[Start of PAGE TEXT]
For the second week in a row, viewers of a network morning show woke up to a disturbing surprise: Two female hosts reporting, and working publicly through the emotion of, the ouster of their male colleague over allegations of sexual misconduct.
On Wednesday morning, it was Savannah Guthrie, joined by Hoda Kotb on the “Today” show, her voice shaking as she announced, “Breaking news overnight: Matt Lauer has been terminated from NBC News.” Last week, it was Gayle King and Norah O’Donnell on “CBS This Morning,” where Charlie Rose was fired .
How do we process the news, and the shattering of the morning shows? James Poniewozik and Margaret Lyons, two television critics for The Times, discuss.
JAMES PONIEWOZIK As in every case like this, the first, second and thousandth concern should be for the victims. The main lesson is straightforward: You shouldn’t harass or assault your co-workers, whatever your job, and you should be punished if you do.
[End of PAGE TEXT]
[Start of DATA LINES]
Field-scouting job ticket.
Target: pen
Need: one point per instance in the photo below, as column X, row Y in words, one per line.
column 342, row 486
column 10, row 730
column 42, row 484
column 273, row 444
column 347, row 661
[End of DATA LINES]
■ **TO DO**
- a) In the article on the morning shows, who was fired from "CBS This Morning"?
- b) Please extract from the article on the morning shows the passage between "On Wednesday morning, it" and "was fired .", inclusive.
- c) Turn the paragraph of the article on the morning shows that opens with "On Wednesday morning" into a short list that keeps its main facts.
The data has no connection to the article on the morning shows.

■ **OUTPUTS BY TASK**
- a) Charlie Rose.

- b)
On Wednesday morning, it was Savannah Guthrie, joined by Hoda Kotb on the “Today” show, her voice shaking as she announced, “Breaking news overnight: Matt Lauer has been terminated from NBC News.” Last week, it was Gayle King and Norah O’Donnell on “CBS This Morning,” where Charlie Rose was fired .

- c)
- Wednesday morning, "Today": Savannah Guthrie, joined by Hoda Kotb, announced in a shaking voice that Matt Lauer had been terminated from NBC News.
- Last week, "CBS This Morning": Gayle King and Norah O'Donnell were on air after Charlie Rose was fired.